__TEXT SECTION__.
####

Here are three strategies guaranteed to reduce your taxes this year, but you must act now if you want to reap the tax benefits before it’s too late.
1. Make a contribution to your IRA.
To pay less tax on your 2015 return, you have until April 15, 2016 to make a tax-deductible contribution to your traditional IRA. Why not start thinking about that now? Or even go ahead and make the contribution before year-end and get it off your To Do List.
2. Sell some investments and pay zero federal tax.
There are two ways to do this.
Believe it or not, it is possible to sell an investment at a profit, and pay zero long-term capital gains tax. It all depends on your income level and what tax bracket you’re in. TAKE NOTE: If you’re in the 10% or 15% tax bracket, you’ll pay zero long-term capital gains. Also: “Long-term” means you’ve owned the investment more than one year.

####

__EXERCISE REQUIREMENTS__.
According to the tax-strategy text above, by what date must a tax-deductible contribution to a traditional IRA be made to lower the tax owed on a 2015 return?

__DATA PROVIDED__.
####

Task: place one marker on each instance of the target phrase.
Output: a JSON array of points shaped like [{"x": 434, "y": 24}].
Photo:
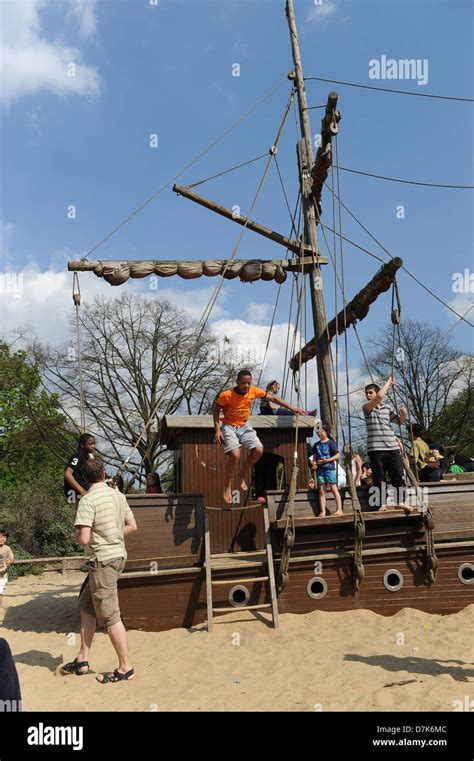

####

__TASK SOLUTION__.
April 15, 2016.